PROBLEM
Copy out every line, from the one containing "For this evaluation, locate the open" through the last line, inclusive. In the answers among those lines, shift each coordinate by -102.

INPUT MATERIAL

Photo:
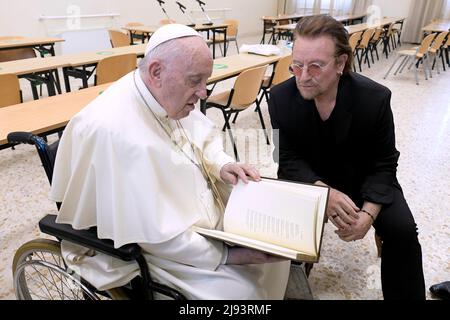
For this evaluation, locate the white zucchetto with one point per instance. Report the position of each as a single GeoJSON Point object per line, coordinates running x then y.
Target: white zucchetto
{"type": "Point", "coordinates": [169, 32]}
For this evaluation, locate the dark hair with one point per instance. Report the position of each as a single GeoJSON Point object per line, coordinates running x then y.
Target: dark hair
{"type": "Point", "coordinates": [324, 25]}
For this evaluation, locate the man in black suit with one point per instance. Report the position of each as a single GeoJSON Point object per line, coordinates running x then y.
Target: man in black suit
{"type": "Point", "coordinates": [336, 128]}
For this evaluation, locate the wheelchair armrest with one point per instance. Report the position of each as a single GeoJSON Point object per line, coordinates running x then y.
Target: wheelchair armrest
{"type": "Point", "coordinates": [88, 238]}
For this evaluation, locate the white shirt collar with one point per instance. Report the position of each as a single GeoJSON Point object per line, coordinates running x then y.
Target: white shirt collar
{"type": "Point", "coordinates": [151, 102]}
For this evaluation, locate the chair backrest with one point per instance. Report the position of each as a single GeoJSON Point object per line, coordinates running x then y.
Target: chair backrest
{"type": "Point", "coordinates": [113, 68]}
{"type": "Point", "coordinates": [11, 38]}
{"type": "Point", "coordinates": [166, 21]}
{"type": "Point", "coordinates": [425, 45]}
{"type": "Point", "coordinates": [9, 90]}
{"type": "Point", "coordinates": [17, 54]}
{"type": "Point", "coordinates": [232, 27]}
{"type": "Point", "coordinates": [390, 30]}
{"type": "Point", "coordinates": [439, 41]}
{"type": "Point", "coordinates": [354, 39]}
{"type": "Point", "coordinates": [246, 87]}
{"type": "Point", "coordinates": [377, 35]}
{"type": "Point", "coordinates": [367, 35]}
{"type": "Point", "coordinates": [118, 39]}
{"type": "Point", "coordinates": [134, 24]}
{"type": "Point", "coordinates": [281, 71]}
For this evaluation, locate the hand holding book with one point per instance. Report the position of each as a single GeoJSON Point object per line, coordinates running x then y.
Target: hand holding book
{"type": "Point", "coordinates": [277, 217]}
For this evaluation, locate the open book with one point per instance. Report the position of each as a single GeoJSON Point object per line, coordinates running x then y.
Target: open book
{"type": "Point", "coordinates": [278, 217]}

SOLUTION FOR THIS TASK
For this evaluation, locate the open book with one point per instance. Report the position of each as a single GeoJSON Point object per line, coordinates running x then y.
Target: open book
{"type": "Point", "coordinates": [176, 115]}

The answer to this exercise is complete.